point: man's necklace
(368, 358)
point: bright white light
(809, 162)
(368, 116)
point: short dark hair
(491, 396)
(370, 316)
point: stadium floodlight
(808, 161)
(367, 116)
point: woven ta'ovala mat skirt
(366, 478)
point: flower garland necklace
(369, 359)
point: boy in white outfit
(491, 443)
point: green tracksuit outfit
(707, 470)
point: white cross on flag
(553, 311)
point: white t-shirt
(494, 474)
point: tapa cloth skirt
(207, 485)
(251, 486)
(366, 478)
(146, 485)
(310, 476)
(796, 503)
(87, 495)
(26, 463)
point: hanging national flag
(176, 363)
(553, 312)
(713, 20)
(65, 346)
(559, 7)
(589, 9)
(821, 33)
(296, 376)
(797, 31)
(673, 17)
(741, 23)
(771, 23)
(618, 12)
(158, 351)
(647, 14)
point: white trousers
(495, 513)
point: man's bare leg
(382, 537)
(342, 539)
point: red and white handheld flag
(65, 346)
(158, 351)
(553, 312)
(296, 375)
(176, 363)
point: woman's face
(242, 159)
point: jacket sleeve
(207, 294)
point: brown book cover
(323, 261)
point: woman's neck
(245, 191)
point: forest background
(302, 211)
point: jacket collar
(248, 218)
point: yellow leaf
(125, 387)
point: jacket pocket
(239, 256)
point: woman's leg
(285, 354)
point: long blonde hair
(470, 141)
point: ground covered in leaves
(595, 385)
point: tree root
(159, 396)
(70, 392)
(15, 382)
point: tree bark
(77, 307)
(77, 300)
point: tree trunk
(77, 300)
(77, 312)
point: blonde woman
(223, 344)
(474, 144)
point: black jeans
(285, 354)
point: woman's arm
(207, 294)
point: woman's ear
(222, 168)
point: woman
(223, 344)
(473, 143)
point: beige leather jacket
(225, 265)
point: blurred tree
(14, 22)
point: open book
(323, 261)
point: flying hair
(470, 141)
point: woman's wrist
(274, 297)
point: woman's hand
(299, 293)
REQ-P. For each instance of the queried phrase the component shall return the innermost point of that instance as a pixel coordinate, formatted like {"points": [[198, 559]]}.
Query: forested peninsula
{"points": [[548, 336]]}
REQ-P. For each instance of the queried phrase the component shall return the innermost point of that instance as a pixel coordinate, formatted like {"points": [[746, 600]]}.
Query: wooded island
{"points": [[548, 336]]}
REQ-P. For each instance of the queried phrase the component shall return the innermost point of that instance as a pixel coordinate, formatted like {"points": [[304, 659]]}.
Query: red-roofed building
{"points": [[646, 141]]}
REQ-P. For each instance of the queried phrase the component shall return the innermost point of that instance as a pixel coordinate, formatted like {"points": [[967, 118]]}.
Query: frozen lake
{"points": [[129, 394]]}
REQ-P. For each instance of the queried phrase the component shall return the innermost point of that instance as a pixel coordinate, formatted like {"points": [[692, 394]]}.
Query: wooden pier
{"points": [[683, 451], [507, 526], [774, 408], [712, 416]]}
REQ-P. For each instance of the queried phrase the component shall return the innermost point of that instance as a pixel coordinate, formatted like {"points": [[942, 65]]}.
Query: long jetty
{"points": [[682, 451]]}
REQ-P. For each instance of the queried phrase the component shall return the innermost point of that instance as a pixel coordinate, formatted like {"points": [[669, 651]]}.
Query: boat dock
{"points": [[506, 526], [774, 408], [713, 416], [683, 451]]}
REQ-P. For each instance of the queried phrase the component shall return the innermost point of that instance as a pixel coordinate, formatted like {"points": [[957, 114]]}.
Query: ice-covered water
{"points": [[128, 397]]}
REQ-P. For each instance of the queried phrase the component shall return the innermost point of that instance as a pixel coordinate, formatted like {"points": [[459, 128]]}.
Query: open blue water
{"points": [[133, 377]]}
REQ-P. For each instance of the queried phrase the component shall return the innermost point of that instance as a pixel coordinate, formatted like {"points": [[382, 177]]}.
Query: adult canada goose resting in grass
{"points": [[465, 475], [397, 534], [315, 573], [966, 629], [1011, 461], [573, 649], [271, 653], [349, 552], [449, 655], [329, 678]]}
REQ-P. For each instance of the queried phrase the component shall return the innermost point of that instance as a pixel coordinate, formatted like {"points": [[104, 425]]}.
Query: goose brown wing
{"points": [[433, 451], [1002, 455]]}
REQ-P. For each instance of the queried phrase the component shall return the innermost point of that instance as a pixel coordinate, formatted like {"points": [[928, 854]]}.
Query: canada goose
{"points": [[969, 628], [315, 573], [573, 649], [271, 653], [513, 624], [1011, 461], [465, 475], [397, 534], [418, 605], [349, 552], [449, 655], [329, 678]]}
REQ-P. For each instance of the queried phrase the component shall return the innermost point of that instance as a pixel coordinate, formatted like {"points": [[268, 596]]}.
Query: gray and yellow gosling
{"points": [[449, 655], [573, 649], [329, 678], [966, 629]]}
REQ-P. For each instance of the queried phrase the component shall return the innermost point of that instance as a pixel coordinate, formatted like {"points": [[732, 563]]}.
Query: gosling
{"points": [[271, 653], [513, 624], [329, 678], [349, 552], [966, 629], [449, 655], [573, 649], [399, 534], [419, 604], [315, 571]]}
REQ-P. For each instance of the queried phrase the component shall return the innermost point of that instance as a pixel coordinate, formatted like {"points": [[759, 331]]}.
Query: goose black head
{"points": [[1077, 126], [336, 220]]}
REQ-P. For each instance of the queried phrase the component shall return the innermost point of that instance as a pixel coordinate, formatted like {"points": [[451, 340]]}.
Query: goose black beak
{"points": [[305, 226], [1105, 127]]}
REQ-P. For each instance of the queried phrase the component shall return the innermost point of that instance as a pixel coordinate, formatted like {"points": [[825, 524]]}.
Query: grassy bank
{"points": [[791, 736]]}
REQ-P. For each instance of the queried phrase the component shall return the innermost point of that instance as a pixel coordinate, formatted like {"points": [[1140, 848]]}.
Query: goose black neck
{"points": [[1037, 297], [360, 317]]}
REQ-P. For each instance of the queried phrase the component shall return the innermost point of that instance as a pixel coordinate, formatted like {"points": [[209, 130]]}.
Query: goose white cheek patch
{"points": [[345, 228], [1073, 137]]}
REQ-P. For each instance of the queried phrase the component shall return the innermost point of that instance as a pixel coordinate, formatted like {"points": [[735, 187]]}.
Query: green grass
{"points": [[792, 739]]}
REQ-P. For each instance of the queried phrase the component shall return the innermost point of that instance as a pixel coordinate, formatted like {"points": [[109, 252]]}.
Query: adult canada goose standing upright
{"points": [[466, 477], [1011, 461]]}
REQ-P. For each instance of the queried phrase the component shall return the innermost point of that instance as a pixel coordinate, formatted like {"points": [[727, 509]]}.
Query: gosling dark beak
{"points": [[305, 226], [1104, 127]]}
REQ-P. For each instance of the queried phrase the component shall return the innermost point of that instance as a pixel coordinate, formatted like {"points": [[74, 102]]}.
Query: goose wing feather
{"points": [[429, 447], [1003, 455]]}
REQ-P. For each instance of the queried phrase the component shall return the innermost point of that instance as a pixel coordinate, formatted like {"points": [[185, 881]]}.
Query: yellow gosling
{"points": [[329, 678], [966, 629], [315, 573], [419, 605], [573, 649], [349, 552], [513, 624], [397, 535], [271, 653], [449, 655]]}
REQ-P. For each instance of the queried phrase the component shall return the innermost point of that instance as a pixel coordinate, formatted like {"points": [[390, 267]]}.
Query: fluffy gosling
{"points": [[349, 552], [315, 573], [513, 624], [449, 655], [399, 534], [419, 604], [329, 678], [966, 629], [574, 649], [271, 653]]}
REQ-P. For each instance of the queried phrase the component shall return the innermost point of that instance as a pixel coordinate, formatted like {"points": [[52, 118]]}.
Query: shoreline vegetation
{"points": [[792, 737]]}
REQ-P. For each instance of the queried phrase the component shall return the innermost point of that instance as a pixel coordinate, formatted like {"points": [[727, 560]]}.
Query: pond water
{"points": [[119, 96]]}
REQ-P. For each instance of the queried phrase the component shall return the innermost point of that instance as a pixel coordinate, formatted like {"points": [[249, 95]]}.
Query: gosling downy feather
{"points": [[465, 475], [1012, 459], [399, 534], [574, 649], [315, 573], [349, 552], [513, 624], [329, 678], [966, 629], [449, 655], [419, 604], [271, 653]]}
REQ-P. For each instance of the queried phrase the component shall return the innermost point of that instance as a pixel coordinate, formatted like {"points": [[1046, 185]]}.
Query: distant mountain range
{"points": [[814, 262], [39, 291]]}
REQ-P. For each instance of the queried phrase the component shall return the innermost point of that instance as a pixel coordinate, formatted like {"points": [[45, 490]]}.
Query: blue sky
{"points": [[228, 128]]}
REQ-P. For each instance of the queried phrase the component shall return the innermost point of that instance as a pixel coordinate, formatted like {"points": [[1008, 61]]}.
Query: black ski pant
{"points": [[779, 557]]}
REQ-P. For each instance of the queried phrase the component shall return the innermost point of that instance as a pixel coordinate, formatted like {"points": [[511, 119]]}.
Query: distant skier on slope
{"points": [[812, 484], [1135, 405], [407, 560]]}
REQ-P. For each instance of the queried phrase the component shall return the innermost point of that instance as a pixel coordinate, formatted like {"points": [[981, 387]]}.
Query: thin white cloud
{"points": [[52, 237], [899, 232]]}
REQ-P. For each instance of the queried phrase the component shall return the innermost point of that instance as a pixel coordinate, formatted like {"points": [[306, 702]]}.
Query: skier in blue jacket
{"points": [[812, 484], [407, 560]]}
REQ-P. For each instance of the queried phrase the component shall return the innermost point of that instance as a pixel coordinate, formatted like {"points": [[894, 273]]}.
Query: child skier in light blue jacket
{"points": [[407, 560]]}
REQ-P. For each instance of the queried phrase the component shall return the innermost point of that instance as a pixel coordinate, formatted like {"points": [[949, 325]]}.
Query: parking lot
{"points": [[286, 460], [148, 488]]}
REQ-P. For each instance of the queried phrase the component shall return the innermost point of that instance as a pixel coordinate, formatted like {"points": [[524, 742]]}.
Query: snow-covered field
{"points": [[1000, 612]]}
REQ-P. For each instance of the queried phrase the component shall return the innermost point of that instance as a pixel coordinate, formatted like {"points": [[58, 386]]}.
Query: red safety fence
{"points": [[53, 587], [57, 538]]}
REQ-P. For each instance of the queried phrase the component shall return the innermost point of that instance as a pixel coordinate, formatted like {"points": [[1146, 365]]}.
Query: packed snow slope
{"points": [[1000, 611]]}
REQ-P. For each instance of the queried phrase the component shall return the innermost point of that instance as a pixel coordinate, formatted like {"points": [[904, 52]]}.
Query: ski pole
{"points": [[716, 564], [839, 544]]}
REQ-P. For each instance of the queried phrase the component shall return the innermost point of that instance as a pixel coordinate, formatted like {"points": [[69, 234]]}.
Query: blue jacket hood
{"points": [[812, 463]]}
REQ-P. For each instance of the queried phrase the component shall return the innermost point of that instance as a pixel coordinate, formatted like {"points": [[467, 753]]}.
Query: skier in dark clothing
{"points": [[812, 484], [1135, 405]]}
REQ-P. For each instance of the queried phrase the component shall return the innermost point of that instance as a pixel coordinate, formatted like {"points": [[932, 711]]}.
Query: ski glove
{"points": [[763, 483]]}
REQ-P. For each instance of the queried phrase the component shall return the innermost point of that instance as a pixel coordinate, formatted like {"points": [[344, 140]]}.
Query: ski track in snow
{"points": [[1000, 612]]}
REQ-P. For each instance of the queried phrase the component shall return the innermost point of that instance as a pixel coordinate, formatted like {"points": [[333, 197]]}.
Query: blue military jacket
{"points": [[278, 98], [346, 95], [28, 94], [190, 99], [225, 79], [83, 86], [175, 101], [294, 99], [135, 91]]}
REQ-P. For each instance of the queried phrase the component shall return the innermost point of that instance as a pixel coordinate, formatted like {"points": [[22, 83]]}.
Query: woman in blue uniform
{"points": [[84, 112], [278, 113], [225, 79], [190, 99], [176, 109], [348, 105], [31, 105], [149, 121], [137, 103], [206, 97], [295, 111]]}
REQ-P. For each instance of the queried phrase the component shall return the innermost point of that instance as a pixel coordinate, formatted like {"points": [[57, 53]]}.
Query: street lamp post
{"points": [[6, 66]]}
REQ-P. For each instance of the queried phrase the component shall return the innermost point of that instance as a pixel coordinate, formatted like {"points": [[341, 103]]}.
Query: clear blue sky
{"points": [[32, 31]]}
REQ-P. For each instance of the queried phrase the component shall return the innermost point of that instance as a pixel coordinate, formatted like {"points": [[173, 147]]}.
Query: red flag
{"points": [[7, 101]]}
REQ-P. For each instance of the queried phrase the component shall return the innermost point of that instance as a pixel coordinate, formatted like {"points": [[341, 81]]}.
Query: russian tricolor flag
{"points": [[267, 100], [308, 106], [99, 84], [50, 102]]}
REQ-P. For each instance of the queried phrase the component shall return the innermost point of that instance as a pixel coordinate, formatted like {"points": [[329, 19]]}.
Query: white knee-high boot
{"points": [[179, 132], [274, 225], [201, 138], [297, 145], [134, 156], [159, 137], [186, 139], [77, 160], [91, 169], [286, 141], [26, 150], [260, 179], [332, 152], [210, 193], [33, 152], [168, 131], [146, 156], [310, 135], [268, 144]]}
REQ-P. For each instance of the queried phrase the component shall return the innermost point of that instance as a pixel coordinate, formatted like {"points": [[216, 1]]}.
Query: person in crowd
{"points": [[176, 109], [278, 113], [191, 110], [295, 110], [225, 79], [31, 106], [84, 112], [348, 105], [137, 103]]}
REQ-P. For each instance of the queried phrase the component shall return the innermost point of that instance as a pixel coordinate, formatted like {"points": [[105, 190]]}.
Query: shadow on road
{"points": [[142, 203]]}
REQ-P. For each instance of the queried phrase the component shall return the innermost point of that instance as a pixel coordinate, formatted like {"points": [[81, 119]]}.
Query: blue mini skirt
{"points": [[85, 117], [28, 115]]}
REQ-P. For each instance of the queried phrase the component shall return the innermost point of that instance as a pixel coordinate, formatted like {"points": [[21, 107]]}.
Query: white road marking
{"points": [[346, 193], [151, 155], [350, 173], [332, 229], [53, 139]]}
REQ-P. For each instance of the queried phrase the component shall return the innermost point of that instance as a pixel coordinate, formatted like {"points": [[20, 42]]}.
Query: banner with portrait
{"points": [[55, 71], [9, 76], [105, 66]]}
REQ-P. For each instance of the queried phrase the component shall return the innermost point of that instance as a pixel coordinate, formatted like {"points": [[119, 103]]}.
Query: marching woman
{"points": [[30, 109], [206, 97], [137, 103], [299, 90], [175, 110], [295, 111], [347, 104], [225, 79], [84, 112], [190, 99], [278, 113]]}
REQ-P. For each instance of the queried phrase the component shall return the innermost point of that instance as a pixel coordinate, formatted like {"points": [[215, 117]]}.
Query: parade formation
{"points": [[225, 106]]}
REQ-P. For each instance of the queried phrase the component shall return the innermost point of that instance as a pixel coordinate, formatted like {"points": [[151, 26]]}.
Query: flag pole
----
Exercise prompt: Keep only the lines from the line with "Query: white road marking" to the end of the records above, and repeat them exactly.

Result of this exercise:
Query: white road marking
{"points": [[346, 193], [151, 155], [350, 173], [332, 229], [53, 139]]}
REQ-P. For each instance of the queried phrase the component shall return the innermost point of that instance as a pixel coordinate, formatted like {"points": [[20, 42]]}.
Query: banner with portrait
{"points": [[55, 71], [9, 76], [105, 66]]}
REQ-P. For each instance of the queried phrase the component shall return the innermost point of that instance as a pixel coordinate, formatted like {"points": [[119, 103]]}.
Query: marching woman
{"points": [[30, 109], [206, 97], [137, 103], [299, 90], [175, 110], [295, 111], [347, 104], [225, 79], [84, 112], [190, 99], [278, 113]]}
REQ-P. For each instance of the queried phrase the component shall return the innermost point of that instance as a pixel coordinate, formatted like {"points": [[215, 117]]}.
Query: parade formation
{"points": [[225, 106]]}
REQ-P. For each instance of the queried phrase the component shall return the innermost point of that instance as a pixel coordinate, formatted like {"points": [[151, 26]]}.
Query: flag pole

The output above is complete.